What you need to do:
Output the material exactly, keeping every line intact.

Given data:
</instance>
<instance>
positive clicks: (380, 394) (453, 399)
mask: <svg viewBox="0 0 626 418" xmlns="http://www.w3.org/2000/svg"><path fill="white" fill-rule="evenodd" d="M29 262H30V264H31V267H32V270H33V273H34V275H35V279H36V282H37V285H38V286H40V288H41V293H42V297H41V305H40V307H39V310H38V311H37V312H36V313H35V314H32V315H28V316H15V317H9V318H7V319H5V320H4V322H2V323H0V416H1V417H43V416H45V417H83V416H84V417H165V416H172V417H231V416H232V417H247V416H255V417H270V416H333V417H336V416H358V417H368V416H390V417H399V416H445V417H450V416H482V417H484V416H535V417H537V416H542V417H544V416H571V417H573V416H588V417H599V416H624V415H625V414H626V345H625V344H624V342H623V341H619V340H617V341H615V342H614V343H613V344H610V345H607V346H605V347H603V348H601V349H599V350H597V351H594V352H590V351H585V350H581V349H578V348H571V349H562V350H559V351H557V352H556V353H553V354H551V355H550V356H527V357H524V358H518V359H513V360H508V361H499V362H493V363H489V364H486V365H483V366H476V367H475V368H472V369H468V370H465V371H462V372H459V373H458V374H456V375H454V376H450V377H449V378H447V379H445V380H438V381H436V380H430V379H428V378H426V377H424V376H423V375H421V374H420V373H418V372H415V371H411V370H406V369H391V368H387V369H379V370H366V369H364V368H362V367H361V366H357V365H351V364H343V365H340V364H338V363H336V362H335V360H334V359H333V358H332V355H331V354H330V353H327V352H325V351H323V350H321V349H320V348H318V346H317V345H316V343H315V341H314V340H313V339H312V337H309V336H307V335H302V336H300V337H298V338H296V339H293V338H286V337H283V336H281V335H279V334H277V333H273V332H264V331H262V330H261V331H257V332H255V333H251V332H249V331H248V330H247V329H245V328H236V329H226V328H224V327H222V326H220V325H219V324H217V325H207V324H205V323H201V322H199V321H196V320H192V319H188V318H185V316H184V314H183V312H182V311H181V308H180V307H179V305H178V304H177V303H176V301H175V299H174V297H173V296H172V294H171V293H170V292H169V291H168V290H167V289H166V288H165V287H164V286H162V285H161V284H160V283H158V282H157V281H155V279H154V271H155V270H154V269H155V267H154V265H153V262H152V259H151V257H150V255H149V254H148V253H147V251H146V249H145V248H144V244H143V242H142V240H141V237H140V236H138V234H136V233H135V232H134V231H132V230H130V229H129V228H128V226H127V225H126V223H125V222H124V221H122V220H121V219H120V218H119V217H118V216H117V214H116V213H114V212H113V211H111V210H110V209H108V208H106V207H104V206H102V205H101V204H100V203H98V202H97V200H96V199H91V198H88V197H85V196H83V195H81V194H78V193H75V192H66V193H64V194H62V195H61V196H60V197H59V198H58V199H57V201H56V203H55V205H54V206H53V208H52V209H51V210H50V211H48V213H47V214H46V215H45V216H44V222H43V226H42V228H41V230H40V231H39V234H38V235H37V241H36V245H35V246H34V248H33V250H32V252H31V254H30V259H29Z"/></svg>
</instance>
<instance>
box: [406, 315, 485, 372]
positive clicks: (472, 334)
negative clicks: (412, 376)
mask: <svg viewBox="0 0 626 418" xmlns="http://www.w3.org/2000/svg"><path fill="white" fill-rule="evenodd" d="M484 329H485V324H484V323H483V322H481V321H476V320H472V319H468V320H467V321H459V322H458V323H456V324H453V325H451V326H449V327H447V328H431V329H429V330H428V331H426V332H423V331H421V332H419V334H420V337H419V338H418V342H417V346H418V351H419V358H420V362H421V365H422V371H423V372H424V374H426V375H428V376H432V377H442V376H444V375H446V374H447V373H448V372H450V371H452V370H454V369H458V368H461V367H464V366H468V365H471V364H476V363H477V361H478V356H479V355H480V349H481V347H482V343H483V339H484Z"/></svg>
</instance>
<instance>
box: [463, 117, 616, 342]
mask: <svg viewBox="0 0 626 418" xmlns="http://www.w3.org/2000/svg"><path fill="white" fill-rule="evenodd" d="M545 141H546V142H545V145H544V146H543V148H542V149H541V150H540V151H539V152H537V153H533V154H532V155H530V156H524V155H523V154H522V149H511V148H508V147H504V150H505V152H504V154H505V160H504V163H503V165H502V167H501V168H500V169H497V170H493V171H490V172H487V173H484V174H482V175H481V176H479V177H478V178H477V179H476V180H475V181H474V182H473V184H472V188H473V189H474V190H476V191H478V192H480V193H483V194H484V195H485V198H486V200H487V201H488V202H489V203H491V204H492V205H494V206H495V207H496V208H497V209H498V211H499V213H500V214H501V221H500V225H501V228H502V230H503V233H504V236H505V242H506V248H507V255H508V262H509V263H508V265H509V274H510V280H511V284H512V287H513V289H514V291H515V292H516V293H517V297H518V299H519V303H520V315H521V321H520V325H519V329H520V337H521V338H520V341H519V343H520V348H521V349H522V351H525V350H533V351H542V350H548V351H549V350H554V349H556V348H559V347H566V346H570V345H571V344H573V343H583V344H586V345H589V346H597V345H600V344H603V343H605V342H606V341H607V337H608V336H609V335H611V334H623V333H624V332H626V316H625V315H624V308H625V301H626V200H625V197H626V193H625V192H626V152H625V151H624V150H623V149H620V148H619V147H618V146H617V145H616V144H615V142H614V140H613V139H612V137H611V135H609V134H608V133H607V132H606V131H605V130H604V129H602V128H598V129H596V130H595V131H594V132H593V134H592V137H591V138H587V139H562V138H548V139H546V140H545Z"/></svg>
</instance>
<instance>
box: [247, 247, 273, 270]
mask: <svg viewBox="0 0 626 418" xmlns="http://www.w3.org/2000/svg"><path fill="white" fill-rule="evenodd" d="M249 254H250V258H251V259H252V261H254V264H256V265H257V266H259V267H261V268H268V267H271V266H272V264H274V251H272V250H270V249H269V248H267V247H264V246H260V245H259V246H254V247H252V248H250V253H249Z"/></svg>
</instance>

Result for this exercise:
</instance>
<instance>
positive clicks: (380, 394) (453, 399)
mask: <svg viewBox="0 0 626 418" xmlns="http://www.w3.org/2000/svg"><path fill="white" fill-rule="evenodd" d="M29 262H30V264H31V267H32V270H33V273H34V275H35V279H36V282H37V285H38V286H40V288H41V293H42V297H41V305H40V307H39V310H38V311H37V312H36V313H35V314H32V315H28V316H15V317H9V318H7V319H5V320H4V322H2V323H0V416H1V417H43V416H45V417H83V416H84V417H165V416H172V417H231V416H232V417H247V416H255V417H270V416H333V417H336V416H358V417H368V416H390V417H399V416H445V417H450V416H482V417H484V416H535V417H537V416H542V417H544V416H571V417H573V416H588V417H599V416H624V415H625V414H626V345H625V344H624V342H623V341H619V340H617V341H615V342H614V343H613V344H610V345H607V346H605V347H603V348H601V349H599V350H597V351H594V352H590V351H585V350H581V349H578V348H571V349H562V350H559V351H557V352H556V353H553V354H551V355H550V356H527V357H524V358H518V359H513V360H508V361H499V362H493V363H489V364H486V365H483V366H476V367H475V368H472V369H468V370H465V371H462V372H459V373H458V374H456V375H454V376H450V377H449V378H447V379H445V380H438V381H436V380H430V379H428V378H426V377H424V376H423V375H421V374H420V373H418V372H415V371H411V370H406V369H391V368H387V369H379V370H366V369H364V368H362V367H361V366H357V365H351V364H343V365H340V364H338V363H336V362H335V360H334V359H333V358H332V355H331V354H330V353H327V352H325V351H323V350H321V349H320V348H318V346H317V345H316V343H315V341H314V340H313V339H312V337H309V336H307V335H302V336H300V337H298V338H296V339H293V338H286V337H283V336H281V335H279V334H277V333H273V332H264V331H262V330H261V331H257V332H255V333H251V332H249V331H248V330H247V329H245V328H236V329H226V328H224V327H222V326H220V325H219V324H217V325H207V324H205V323H201V322H199V321H196V320H192V319H188V318H185V316H184V314H183V312H182V311H181V308H180V307H179V305H178V304H177V303H176V301H175V299H174V297H173V296H172V294H171V293H170V292H169V291H168V290H167V289H166V288H165V287H164V286H162V285H161V284H160V283H158V282H157V281H155V279H154V271H155V270H154V269H155V267H154V265H153V262H152V259H151V257H150V255H149V254H148V253H147V251H146V249H145V248H144V244H143V242H142V240H141V237H140V236H138V234H136V233H135V232H134V231H132V230H130V229H129V228H128V226H127V225H126V223H125V222H124V221H122V220H121V219H120V218H119V217H118V216H117V214H116V213H114V212H113V211H111V210H110V209H108V208H106V207H104V206H102V205H101V204H100V203H98V202H97V200H96V199H91V198H88V197H85V196H83V195H81V194H78V193H75V192H66V193H64V194H62V195H61V196H60V197H59V198H58V199H57V201H56V203H55V205H54V206H53V208H52V209H51V210H50V211H48V213H47V214H46V215H45V216H44V222H43V226H42V228H41V230H40V231H39V234H38V235H37V241H36V245H35V246H34V248H33V250H32V252H31V254H30V259H29Z"/></svg>
</instance>
<instance>
box: [406, 315, 485, 372]
positive clicks: (472, 334)
negative clicks: (412, 376)
mask: <svg viewBox="0 0 626 418" xmlns="http://www.w3.org/2000/svg"><path fill="white" fill-rule="evenodd" d="M484 329H485V324H484V323H483V322H481V321H476V320H472V319H468V320H467V321H459V322H458V323H456V324H453V325H451V326H449V327H447V328H431V329H429V330H428V331H426V332H423V331H421V332H419V334H420V337H419V338H418V342H417V346H418V351H419V358H420V362H421V365H422V371H423V372H424V374H426V375H428V376H432V377H442V376H444V375H446V374H447V373H448V372H450V371H452V370H454V369H458V368H461V367H464V366H468V365H471V364H476V363H477V361H478V356H479V355H480V349H481V347H482V343H483V339H484Z"/></svg>
</instance>
<instance>
box: [463, 117, 616, 342]
mask: <svg viewBox="0 0 626 418" xmlns="http://www.w3.org/2000/svg"><path fill="white" fill-rule="evenodd" d="M545 141H546V142H545V145H544V146H543V148H542V149H541V150H540V151H539V152H537V153H533V154H532V155H530V156H524V155H523V154H522V149H511V148H508V147H504V150H505V152H504V154H505V160H504V163H503V165H502V167H501V168H500V169H497V170H493V171H490V172H487V173H484V174H482V175H481V176H479V177H478V178H477V179H476V180H475V181H474V182H473V184H472V188H473V189H474V190H476V191H478V192H480V193H483V194H484V195H485V198H486V200H487V201H488V202H489V203H491V204H492V205H494V206H495V207H496V208H497V209H498V211H499V213H500V214H501V221H500V225H501V228H502V230H503V233H504V236H505V242H506V248H507V255H508V262H509V263H508V265H509V274H510V280H511V284H512V287H513V289H514V291H515V292H516V293H517V297H518V299H519V303H520V315H521V321H520V325H519V329H520V337H521V338H520V341H519V343H520V348H521V349H522V351H525V350H533V351H542V350H548V351H549V350H554V349H556V348H559V347H566V346H570V345H571V344H573V343H583V344H586V345H589V346H597V345H600V344H603V343H605V342H606V341H607V337H608V336H609V335H611V334H623V333H624V332H626V316H625V315H624V308H625V301H626V200H625V197H626V193H625V192H626V152H625V151H624V150H623V149H620V148H619V147H618V146H617V145H616V144H615V142H614V140H613V139H612V137H611V135H609V134H608V133H607V132H606V131H605V130H604V129H602V128H598V129H596V130H595V131H594V132H593V134H592V137H591V138H587V139H562V138H548V139H546V140H545Z"/></svg>
</instance>
<instance>
box: [247, 247, 273, 270]
mask: <svg viewBox="0 0 626 418" xmlns="http://www.w3.org/2000/svg"><path fill="white" fill-rule="evenodd" d="M249 254H250V258H251V259H252V261H254V264H256V265H257V266H259V267H261V268H268V267H271V266H272V264H274V251H272V250H270V249H269V248H267V247H264V246H260V245H259V246H254V247H252V248H250V253H249Z"/></svg>
</instance>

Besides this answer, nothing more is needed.